- Raw records:
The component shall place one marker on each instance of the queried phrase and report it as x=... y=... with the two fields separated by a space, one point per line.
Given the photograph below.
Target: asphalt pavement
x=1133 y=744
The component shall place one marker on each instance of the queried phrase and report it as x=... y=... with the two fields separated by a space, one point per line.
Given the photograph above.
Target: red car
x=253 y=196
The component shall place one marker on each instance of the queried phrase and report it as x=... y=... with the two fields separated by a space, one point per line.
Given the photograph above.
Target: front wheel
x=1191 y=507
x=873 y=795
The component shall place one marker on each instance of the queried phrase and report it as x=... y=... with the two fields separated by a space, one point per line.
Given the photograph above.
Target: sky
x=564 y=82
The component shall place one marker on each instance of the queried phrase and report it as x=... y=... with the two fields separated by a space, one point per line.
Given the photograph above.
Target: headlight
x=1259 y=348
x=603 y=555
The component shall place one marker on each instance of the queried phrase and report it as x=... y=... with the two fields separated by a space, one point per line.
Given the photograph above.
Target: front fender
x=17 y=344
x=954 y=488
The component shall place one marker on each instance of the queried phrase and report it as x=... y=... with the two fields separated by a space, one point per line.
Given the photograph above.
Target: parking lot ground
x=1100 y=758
* * *
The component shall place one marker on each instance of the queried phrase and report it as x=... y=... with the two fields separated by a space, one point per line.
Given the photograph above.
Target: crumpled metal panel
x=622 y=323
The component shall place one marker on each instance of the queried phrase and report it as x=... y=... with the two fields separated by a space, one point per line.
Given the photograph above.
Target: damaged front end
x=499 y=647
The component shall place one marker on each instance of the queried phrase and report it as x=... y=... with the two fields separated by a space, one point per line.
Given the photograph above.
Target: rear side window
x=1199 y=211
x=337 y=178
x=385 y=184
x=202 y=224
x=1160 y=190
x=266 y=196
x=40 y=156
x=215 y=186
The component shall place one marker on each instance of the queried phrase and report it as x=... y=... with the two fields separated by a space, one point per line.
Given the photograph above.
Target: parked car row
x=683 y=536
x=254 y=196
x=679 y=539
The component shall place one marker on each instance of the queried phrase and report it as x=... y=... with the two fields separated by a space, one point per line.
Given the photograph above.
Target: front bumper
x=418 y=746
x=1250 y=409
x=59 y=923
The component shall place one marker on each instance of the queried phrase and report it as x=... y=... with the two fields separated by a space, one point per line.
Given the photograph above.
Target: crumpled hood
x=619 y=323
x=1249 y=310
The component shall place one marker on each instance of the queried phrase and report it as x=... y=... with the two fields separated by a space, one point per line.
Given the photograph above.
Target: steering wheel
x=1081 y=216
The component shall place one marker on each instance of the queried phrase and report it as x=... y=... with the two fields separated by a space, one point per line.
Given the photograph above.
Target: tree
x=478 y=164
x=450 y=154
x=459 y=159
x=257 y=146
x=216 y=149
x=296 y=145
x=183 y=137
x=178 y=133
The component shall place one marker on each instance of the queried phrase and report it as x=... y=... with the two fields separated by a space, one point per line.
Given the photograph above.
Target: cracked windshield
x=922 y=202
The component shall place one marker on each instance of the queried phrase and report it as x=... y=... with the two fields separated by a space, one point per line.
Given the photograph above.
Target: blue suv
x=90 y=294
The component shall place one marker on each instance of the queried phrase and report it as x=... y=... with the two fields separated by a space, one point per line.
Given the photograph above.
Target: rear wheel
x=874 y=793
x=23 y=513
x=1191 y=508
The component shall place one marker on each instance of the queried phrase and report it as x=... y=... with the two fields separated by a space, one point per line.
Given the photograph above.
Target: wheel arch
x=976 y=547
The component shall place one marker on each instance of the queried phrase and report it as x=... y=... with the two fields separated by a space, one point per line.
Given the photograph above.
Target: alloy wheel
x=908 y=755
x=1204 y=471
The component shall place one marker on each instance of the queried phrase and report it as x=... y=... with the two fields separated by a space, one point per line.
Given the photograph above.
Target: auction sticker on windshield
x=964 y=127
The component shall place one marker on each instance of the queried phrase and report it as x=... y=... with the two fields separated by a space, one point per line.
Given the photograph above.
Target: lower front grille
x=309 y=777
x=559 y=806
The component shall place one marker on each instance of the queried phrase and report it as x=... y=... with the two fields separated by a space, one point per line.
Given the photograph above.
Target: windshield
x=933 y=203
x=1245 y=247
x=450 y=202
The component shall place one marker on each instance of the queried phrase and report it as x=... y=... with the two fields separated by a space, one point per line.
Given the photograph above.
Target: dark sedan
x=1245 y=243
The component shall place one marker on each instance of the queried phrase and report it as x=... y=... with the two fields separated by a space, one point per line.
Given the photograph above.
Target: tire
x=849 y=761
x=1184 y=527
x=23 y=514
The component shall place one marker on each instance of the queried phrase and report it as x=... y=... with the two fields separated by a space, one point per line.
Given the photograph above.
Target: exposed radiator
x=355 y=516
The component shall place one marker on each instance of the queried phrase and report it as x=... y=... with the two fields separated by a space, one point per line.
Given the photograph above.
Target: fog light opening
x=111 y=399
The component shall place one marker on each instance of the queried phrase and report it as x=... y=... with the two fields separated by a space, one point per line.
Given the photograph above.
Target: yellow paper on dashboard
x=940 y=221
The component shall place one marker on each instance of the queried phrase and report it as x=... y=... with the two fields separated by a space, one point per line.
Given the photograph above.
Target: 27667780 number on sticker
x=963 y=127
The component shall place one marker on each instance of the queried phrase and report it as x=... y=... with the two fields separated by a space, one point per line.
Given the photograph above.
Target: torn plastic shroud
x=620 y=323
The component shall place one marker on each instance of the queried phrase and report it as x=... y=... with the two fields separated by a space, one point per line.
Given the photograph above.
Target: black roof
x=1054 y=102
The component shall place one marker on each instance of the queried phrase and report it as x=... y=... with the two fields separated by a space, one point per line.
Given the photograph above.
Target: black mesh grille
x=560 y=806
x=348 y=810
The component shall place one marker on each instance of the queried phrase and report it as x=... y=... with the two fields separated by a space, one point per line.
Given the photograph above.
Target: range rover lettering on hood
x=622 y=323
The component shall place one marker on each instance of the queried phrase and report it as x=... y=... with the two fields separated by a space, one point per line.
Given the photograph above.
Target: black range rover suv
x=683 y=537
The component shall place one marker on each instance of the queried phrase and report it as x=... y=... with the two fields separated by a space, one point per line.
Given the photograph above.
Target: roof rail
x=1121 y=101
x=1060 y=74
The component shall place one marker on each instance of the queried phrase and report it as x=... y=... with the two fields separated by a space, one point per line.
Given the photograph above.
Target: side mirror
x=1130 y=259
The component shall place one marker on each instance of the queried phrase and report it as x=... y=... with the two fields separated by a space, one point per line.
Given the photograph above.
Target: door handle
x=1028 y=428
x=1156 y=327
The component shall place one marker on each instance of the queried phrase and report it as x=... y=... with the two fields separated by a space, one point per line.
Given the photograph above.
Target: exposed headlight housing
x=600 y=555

- Your objective:
Gather each line in the rows above that contains the word "front". Case counts, so only lines where it appears in that same capitalization qualify.

- Problem solution:
Target: front wheel
Target: front fender
Target: damaged front end
Target: front bumper
Target: lower front grille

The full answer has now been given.